— KUTIPAN —
______________________________

Terkena badai hampir dua hari saat mendaki Gunung Sumbing membuat pendakian terasa lebih berat. Namun, pelajaran-pelajaran dari setiap pendakian yang dijalani sebelumnya membuat mereka lebih aware satu sama lain. Wanita-wanita ini begitu cepat dan tanggap saat salah seorang teman prianya mengalami kelelahan. Mereka sigap saat membangun tenda, walaupun saat itu angin disertai hujan bertiup kencang. Hingga keesokan harinya saat cuaca sedikit berkurang hujannya, mereka segera melanjutkan pendakian menuju puncak dan kembali turun secepatnya. Karena cuaca cepat sekali berubah dimana huan dan angin kencang kembali datang.
Mengalami badai hampir 2 hari tidak menciutkan nyali mereka. Dua hari setelah badai, saya bersama dua wanita sahabat saya tiba di Bali. Malam itu langit di atas Pulau Bali dari Pantai Sanur terlihat penuh bintang. Padahal perjalanan kami dari Jawa Tengah ke hingga ke ujung Jawa Timur, nyaris tanpa sinar matahari. Sepanjang perjalanan semuanya terlihat mendung dan kelabu.
Mengetahui cuaca yang cukup cerah malam itu, kami bertiga pun memutuskan untuk mendaki Gunung Agung esok harinya. Malam itu kami segera semua perlengkapan pendakian. Esok paginya bersama seorang teman dari Universitas Udayana, kami menuju Pura Besakih, entri point pendakian ini. Oleh koordinator guide dan polisi Besakih, kami ditawarkan mendaki melalui Dusun Junggur, Besakih. Jalur pendakian yang resmi dibuka 29 Desember 2010 silam. Setelah mendapatkan informasi mengenai jalur ini, kami pun menyetujuinya. Benar, seperti dugaan kami, jalur ini bisa dikatakan 90 persen mempunyai sudut kemiringan antara 40-60 derajat. Namun, jalurnya masih sangat baik dan hutannya pun masih asri. Sampai-sampai kami begitu senangnya melalui jalur ini. Walaupun cukup banyak pacet, namun pendakian melalui trek punggungan ini menyenangkan. Jalurnya benar-benar masih asri. Malam itu kami benar-benar bersyukur, karena cuaca cukup cerah. Hingga kami pun tiba di camp saat hampir tengah malam atau 7 jam perjalanan. Hanya ada sedikit tempat datar yang dapat menampung sebuah tenda kami.

______________________________

[Entri data tersimpan]
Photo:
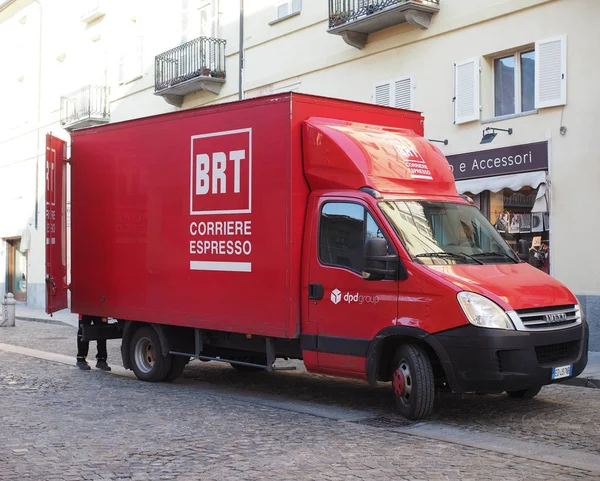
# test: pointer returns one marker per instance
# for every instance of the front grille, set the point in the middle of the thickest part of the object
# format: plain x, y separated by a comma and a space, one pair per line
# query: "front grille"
556, 353
550, 318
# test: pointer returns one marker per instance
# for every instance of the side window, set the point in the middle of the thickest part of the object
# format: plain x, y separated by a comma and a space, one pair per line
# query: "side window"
343, 228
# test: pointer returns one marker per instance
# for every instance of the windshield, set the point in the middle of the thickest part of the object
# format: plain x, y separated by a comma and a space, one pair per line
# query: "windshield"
446, 233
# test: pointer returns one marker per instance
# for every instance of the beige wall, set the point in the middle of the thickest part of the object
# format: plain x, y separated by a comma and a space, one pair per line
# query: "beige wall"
299, 53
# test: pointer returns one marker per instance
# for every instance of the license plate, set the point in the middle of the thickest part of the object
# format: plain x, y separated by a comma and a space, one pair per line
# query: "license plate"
562, 371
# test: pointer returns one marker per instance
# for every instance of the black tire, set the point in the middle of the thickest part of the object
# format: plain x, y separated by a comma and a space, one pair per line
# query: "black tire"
147, 361
413, 382
178, 364
528, 393
253, 359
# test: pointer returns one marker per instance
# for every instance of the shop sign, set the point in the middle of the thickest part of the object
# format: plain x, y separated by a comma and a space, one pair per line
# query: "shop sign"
506, 160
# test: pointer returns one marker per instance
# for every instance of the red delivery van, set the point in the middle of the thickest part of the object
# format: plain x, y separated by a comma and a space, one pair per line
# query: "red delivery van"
295, 226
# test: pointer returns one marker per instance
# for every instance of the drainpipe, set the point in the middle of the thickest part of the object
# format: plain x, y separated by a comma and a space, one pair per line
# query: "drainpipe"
39, 120
241, 54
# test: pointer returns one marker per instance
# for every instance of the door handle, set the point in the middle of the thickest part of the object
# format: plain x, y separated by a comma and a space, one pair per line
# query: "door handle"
315, 291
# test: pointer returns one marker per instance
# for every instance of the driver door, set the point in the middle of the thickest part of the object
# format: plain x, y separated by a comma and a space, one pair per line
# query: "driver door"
352, 310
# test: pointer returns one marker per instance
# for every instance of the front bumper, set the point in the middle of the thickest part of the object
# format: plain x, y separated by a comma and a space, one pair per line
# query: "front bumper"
487, 360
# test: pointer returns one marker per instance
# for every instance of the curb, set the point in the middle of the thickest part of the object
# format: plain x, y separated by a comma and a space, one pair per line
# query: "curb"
45, 321
583, 382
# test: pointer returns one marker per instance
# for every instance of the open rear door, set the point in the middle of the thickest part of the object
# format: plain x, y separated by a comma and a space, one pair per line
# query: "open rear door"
56, 225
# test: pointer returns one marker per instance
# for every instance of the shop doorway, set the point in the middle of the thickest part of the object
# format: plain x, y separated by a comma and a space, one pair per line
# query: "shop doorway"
17, 270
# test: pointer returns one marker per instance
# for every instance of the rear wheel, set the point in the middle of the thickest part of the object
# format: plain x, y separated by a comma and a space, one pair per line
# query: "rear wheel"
528, 393
147, 361
178, 364
413, 382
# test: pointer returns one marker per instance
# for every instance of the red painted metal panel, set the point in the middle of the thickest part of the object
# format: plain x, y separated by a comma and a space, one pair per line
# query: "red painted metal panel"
185, 219
196, 218
350, 155
56, 225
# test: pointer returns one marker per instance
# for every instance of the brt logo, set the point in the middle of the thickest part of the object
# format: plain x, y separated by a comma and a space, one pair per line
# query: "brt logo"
221, 173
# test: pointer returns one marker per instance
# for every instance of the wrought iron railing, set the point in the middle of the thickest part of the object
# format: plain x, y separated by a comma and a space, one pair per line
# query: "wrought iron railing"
343, 11
199, 57
87, 103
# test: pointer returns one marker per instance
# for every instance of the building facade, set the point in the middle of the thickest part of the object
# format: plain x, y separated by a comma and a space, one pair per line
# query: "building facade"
506, 86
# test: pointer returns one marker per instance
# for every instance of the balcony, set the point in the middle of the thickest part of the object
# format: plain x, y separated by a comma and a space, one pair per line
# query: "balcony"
85, 107
354, 20
194, 66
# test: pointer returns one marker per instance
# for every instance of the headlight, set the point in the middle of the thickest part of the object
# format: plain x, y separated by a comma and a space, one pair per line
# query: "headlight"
482, 312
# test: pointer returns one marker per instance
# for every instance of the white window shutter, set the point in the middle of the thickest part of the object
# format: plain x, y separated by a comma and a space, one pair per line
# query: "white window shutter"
122, 63
383, 94
551, 72
466, 91
214, 18
403, 93
137, 64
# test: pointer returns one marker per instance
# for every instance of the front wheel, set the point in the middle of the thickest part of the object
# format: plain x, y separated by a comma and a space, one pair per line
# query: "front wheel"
147, 361
413, 382
529, 393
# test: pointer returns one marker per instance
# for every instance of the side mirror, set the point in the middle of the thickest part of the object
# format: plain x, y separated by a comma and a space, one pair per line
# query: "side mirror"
378, 264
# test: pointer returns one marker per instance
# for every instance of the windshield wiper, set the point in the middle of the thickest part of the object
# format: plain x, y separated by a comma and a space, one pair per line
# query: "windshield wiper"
449, 254
494, 254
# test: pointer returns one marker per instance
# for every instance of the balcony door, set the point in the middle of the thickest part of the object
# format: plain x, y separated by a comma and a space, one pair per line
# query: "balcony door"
17, 270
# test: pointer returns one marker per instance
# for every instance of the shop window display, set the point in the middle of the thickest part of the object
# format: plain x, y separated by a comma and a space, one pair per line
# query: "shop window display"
526, 232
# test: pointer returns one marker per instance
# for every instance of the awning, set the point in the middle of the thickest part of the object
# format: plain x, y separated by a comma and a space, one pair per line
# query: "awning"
536, 180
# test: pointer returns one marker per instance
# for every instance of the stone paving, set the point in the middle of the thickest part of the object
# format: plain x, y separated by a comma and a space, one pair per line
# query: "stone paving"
58, 423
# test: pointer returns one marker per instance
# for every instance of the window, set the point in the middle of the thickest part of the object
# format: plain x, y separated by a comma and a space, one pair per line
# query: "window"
288, 7
198, 19
343, 229
514, 83
396, 93
446, 233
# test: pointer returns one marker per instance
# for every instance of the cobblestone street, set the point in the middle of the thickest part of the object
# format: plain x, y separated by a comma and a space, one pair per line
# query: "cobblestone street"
59, 423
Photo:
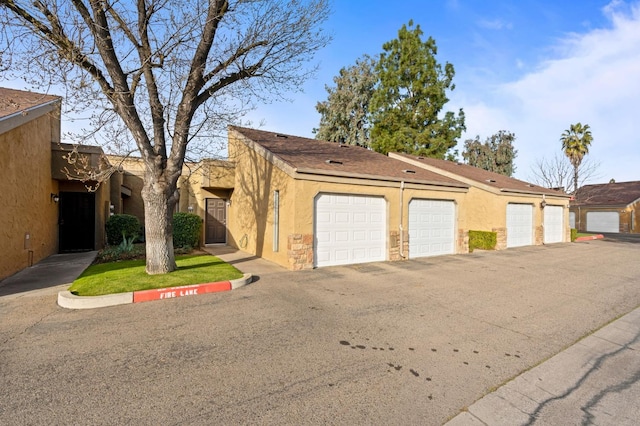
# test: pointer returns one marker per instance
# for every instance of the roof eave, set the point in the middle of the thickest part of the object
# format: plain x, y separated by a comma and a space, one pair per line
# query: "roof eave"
321, 172
546, 194
17, 119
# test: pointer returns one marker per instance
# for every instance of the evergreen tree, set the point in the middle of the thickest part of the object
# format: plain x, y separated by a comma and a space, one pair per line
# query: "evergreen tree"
344, 116
409, 97
496, 154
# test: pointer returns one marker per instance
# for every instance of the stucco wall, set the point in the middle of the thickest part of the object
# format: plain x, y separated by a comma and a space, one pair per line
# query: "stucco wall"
250, 217
487, 211
26, 187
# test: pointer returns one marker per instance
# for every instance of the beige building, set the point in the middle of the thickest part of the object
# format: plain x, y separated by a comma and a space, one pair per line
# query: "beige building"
29, 123
301, 203
610, 207
519, 212
305, 203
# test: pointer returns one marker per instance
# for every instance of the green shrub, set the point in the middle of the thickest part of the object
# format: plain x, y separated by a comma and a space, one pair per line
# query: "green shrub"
120, 225
483, 240
186, 230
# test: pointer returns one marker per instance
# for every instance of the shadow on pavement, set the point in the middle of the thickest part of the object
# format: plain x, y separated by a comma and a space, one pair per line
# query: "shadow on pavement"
622, 238
53, 271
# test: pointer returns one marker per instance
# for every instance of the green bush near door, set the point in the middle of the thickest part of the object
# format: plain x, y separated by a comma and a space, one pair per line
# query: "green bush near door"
483, 240
119, 225
186, 230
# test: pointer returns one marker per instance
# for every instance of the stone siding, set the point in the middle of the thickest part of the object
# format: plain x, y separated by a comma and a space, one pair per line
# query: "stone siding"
300, 251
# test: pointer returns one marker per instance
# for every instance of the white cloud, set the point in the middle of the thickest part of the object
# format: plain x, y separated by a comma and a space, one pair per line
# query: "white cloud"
594, 78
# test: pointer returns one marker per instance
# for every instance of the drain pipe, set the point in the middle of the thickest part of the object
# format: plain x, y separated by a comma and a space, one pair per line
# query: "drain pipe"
402, 255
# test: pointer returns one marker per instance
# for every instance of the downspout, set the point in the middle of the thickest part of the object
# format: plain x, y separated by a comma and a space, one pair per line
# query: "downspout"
402, 255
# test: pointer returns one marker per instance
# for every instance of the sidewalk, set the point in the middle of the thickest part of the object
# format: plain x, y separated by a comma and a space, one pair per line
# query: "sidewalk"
48, 274
596, 381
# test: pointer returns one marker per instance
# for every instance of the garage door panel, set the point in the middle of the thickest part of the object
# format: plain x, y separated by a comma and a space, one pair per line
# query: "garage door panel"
603, 222
431, 227
519, 225
355, 231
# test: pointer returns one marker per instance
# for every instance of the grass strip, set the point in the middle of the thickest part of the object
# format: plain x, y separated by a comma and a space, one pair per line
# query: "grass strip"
129, 275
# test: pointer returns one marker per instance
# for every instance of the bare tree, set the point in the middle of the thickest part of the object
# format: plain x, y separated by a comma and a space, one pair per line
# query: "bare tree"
558, 172
169, 72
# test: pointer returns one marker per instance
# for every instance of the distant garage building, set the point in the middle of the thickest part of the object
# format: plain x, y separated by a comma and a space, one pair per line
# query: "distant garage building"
611, 208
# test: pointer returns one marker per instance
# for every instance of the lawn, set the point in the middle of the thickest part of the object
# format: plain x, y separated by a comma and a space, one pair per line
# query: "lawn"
129, 275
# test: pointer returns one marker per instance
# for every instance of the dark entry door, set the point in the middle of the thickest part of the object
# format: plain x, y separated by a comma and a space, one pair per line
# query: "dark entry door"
216, 223
77, 221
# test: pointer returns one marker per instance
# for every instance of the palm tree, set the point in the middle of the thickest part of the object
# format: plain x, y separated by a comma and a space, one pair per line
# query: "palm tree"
575, 144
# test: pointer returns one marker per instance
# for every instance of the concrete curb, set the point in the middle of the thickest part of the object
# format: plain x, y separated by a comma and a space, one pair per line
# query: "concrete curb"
71, 301
590, 237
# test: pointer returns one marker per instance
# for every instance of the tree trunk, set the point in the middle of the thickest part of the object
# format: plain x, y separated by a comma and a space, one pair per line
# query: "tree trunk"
159, 202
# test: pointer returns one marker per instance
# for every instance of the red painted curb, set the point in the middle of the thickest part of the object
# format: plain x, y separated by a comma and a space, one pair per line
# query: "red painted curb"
590, 237
172, 292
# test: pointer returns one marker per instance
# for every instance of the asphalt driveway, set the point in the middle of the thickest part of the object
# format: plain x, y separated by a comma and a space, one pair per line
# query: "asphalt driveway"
388, 343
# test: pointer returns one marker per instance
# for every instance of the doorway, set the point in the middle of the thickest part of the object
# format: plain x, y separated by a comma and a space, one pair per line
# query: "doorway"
216, 221
76, 221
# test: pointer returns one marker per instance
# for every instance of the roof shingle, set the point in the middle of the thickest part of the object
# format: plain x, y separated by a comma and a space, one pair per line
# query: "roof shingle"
618, 193
319, 157
491, 179
13, 101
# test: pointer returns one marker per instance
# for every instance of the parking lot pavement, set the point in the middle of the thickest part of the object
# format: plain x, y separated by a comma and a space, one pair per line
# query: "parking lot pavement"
410, 342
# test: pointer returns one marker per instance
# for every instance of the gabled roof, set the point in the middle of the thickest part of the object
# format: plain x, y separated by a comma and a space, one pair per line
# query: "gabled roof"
475, 176
314, 157
18, 101
608, 194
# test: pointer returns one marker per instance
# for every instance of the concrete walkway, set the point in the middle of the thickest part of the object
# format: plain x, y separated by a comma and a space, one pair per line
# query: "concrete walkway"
594, 382
48, 275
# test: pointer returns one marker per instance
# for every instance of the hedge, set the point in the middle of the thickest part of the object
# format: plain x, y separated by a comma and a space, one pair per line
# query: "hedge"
483, 240
186, 230
119, 223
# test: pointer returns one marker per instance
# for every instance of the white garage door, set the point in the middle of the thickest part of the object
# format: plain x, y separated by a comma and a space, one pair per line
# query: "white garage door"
431, 228
519, 225
603, 222
553, 224
349, 229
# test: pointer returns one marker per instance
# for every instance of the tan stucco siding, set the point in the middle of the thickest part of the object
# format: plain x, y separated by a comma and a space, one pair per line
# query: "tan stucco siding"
487, 211
250, 216
26, 187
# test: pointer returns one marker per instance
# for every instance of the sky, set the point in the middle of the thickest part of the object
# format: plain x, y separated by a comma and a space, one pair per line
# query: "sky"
531, 67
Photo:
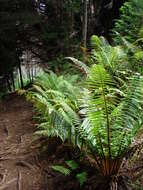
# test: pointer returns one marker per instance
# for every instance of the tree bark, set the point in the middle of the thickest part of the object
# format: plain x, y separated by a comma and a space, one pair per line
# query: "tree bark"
85, 20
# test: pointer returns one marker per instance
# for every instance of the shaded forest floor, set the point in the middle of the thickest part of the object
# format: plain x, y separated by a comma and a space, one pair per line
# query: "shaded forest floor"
23, 166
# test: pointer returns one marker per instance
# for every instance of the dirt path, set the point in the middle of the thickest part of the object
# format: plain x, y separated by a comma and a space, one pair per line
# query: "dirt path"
20, 168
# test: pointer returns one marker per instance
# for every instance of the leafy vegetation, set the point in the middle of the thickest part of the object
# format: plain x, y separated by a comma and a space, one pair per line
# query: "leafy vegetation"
95, 103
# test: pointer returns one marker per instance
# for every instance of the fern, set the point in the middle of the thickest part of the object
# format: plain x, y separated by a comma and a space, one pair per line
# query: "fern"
81, 177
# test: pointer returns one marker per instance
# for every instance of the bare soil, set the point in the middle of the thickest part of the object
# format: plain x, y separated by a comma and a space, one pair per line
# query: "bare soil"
20, 167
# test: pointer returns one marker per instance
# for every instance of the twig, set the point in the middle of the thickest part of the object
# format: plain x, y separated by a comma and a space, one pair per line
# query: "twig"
2, 187
25, 164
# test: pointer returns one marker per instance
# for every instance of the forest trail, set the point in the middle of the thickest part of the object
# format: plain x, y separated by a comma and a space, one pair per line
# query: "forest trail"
20, 168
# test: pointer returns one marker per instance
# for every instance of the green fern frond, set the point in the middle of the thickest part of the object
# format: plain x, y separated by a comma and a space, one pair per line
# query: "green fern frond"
81, 177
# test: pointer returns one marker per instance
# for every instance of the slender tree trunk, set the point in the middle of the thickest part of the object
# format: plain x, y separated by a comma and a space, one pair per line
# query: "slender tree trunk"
20, 73
13, 82
85, 18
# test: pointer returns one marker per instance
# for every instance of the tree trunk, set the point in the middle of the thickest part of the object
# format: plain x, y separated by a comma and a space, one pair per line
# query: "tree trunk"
84, 30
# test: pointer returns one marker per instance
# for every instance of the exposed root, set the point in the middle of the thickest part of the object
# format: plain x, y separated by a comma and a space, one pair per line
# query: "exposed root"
4, 186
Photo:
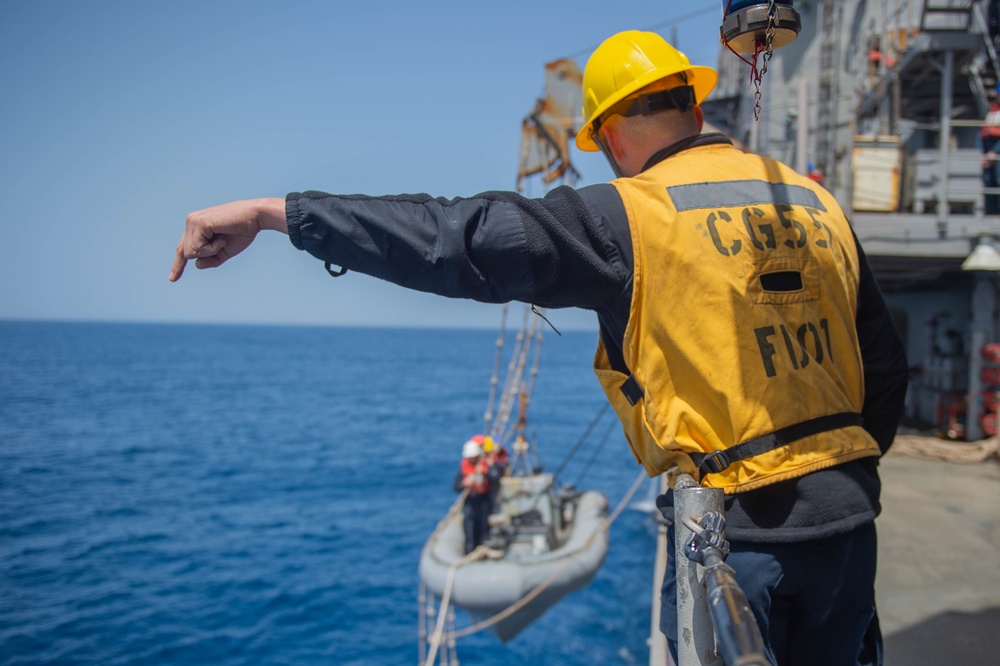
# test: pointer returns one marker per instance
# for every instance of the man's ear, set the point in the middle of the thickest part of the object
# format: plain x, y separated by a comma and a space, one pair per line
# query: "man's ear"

______________________________

— YANG DIMINTA —
(a) Terjemahkan kalimat dari kutipan tentang pendakian ini ke dalam bahasa Inggris: "Malam itu langit di atas Pulau Bali dari Pantai Sanur terlihat penuh bintang."
(b) Laporkan setiap baris dalam entri yang mengandung kata "plate". Huruf besar dan huruf kecil dibedakan.
Entri-entri ini tidak ada hubungannya dengan kutipan.

— JAWABAN SOAL —
(a) That night the sky above the island of Bali, seen from Sanur Beach, looked full of stars.

(b)
# for every instance of the license plate, set the point in the middle of the thickest part of the object
# query: "license plate"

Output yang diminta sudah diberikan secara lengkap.